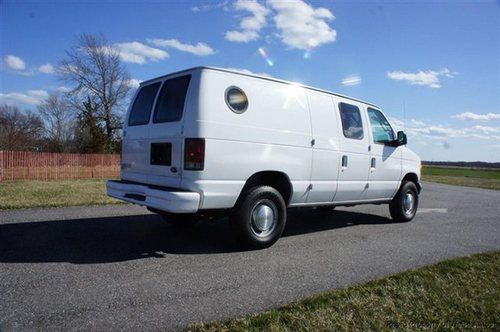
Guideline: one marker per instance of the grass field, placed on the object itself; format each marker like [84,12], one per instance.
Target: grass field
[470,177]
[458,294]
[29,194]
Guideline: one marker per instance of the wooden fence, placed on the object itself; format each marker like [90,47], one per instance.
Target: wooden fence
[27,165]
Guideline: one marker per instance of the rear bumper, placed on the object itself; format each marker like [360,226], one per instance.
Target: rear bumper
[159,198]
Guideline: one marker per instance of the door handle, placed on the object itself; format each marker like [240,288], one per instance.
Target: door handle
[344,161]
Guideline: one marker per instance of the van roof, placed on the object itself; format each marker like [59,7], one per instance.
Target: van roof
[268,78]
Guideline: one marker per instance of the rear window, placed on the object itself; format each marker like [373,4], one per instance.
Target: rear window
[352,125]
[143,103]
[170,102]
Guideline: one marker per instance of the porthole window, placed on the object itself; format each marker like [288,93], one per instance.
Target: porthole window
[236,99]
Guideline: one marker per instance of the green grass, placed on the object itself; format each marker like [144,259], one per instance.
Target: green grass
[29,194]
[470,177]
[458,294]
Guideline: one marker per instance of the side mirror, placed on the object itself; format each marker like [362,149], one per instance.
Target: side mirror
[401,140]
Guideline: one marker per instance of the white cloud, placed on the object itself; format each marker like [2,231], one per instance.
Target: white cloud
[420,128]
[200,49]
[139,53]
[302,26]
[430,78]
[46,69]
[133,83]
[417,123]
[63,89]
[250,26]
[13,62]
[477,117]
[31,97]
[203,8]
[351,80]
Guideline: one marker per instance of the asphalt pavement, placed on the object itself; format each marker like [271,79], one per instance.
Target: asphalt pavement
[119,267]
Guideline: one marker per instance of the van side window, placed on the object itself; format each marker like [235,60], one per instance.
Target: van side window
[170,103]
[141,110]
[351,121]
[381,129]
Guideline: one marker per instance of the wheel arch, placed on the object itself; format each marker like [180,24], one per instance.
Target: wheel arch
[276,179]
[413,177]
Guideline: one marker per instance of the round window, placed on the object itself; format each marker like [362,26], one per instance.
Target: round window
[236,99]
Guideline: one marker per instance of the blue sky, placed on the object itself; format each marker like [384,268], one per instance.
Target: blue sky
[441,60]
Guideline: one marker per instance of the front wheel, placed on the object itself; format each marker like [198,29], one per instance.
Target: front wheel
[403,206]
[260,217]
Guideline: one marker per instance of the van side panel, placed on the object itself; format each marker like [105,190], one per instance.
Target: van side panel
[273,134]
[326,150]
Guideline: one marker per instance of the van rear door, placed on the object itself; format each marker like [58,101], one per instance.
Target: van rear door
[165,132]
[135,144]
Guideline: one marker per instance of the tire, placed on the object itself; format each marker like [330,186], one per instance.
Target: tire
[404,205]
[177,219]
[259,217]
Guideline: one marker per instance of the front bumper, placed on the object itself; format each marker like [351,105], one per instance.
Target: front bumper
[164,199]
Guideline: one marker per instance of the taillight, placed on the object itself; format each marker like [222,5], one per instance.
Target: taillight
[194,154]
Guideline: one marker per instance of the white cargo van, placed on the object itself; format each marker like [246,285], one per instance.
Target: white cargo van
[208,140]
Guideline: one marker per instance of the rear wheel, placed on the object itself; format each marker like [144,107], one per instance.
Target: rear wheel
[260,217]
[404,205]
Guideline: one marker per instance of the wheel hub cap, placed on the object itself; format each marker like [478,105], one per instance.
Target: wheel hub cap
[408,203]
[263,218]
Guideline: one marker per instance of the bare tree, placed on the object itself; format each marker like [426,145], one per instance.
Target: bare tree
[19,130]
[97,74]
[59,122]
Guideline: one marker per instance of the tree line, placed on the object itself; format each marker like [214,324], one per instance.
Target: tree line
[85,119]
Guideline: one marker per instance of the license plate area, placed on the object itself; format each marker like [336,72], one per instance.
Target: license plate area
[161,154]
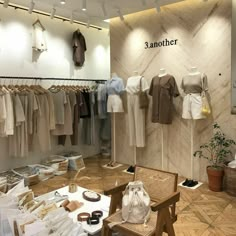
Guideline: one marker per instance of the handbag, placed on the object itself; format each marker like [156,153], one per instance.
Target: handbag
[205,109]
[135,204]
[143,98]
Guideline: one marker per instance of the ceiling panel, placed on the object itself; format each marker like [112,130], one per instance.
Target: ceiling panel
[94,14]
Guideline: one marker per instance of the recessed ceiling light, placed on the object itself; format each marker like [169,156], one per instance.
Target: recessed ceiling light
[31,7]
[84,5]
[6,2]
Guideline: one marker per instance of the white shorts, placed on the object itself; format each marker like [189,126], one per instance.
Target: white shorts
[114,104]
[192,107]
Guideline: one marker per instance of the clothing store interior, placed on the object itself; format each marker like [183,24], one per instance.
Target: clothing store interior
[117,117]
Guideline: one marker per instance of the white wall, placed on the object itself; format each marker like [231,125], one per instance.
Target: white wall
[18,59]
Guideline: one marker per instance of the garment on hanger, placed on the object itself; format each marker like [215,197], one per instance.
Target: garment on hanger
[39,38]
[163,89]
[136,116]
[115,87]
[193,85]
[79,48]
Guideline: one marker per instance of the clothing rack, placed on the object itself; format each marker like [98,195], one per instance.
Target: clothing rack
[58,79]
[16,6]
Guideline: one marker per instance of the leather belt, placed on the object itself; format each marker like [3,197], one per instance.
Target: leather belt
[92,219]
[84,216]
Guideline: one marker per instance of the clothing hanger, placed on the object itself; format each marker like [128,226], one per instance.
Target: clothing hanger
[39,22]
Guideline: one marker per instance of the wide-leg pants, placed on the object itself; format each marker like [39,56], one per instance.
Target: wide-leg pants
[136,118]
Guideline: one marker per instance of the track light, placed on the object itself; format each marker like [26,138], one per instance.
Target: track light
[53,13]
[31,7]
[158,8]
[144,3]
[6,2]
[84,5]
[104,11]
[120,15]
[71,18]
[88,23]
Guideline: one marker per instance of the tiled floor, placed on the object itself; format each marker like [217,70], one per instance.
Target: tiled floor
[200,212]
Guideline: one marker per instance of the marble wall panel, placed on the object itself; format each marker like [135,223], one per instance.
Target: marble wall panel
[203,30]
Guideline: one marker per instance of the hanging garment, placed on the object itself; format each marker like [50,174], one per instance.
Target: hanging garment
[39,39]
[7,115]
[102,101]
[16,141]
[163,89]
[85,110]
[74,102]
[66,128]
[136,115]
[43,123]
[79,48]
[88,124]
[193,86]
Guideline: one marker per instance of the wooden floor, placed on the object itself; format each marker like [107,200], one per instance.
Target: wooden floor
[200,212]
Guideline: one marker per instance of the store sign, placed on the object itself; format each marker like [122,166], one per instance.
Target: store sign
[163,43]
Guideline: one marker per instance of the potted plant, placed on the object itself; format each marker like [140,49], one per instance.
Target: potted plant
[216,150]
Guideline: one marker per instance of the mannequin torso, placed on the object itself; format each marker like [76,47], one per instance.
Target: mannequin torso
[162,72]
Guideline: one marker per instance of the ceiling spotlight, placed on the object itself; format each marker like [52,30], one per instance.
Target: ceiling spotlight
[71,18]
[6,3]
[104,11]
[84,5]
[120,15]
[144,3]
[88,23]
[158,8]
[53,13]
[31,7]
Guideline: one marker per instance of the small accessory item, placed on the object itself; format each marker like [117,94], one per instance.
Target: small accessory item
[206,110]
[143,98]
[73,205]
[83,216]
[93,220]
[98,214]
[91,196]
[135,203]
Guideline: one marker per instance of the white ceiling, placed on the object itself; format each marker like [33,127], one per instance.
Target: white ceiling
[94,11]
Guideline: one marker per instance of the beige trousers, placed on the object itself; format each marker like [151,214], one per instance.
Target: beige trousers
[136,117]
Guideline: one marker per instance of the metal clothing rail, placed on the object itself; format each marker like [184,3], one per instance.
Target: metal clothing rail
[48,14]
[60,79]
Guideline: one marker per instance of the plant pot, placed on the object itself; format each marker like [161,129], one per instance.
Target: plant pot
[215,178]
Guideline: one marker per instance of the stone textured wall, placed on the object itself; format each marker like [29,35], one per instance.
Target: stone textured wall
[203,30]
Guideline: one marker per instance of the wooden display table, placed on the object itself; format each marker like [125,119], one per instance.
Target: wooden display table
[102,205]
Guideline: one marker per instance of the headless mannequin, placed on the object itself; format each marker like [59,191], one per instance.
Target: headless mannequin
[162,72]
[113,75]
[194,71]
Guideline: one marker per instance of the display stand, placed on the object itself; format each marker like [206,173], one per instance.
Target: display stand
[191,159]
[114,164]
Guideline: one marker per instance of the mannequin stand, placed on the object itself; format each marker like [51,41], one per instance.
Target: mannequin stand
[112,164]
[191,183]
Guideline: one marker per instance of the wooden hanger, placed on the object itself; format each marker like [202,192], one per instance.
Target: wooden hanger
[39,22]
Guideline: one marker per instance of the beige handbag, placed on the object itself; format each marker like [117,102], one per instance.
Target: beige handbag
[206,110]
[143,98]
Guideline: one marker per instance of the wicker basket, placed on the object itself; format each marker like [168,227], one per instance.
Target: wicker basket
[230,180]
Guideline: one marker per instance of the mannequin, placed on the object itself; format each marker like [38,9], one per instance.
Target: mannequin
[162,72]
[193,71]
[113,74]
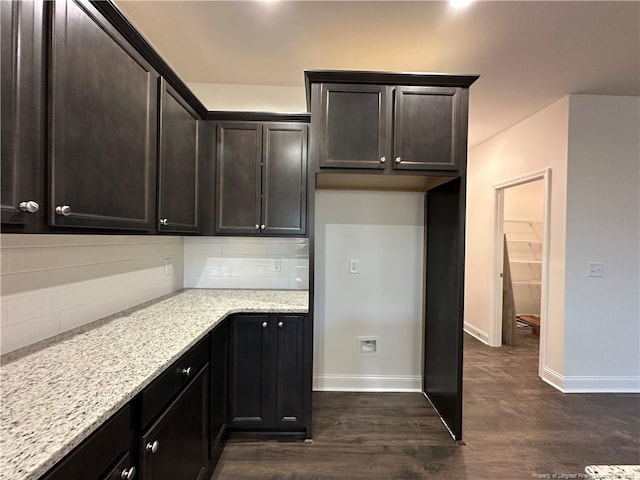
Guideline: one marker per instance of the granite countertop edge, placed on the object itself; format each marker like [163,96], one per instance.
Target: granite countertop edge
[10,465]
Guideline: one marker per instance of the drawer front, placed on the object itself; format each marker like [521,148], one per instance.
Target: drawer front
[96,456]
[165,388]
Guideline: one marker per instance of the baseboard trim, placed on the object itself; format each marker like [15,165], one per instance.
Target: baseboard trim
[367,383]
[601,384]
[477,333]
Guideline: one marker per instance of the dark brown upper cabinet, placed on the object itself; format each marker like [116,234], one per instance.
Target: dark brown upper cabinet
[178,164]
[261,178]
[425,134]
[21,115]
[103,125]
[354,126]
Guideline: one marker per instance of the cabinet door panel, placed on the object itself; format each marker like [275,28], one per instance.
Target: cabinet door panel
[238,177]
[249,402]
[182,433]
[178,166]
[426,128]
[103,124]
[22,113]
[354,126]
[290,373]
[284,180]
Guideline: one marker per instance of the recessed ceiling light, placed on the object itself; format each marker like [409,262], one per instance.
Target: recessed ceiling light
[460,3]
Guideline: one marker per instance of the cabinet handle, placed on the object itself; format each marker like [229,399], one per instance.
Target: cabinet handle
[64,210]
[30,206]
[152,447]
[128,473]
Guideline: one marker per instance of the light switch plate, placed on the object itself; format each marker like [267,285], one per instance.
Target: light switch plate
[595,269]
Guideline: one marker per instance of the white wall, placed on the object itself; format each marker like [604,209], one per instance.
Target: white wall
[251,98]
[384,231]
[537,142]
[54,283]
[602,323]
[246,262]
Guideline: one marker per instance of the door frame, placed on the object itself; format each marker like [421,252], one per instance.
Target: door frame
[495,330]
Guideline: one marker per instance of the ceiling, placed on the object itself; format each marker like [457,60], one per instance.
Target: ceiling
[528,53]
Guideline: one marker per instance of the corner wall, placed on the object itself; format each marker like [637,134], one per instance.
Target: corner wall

━━━━━━━━━━

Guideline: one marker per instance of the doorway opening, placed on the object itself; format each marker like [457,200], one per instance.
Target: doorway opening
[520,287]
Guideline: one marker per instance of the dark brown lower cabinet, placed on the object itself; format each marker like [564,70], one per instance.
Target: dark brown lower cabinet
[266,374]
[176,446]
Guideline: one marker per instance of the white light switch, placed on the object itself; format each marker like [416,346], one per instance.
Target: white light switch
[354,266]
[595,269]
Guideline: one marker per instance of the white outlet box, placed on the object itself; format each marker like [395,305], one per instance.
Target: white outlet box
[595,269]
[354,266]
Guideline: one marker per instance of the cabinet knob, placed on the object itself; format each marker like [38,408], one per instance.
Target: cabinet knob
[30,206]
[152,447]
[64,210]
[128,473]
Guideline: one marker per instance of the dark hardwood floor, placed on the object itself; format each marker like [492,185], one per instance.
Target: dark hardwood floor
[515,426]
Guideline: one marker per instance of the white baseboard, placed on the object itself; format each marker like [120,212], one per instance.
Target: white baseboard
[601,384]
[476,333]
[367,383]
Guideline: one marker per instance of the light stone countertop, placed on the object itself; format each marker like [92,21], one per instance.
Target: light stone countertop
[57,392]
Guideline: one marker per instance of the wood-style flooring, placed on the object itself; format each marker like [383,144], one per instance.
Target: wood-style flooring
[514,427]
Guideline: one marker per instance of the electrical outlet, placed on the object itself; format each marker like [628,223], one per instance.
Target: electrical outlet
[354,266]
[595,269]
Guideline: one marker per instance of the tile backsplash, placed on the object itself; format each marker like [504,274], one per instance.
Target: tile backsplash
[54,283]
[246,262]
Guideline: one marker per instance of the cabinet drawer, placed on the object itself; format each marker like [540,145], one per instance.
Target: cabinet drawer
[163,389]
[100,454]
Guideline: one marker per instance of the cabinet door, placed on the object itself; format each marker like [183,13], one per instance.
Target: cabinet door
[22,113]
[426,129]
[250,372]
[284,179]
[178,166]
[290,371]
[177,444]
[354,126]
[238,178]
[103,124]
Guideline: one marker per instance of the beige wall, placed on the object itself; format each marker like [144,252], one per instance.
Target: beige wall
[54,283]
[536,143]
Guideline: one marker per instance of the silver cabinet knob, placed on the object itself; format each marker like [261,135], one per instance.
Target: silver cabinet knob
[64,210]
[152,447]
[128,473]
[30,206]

━━━━━━━━━━

* Short exercise *
Find and copy every line in the items above that contains the string "torso", matching its case exactly.

* Written answer *
Guideline: one marker per instance of the mannequin torso, placed on the object itself; format each marker like [76,47], one per instance.
Target: mannequin torso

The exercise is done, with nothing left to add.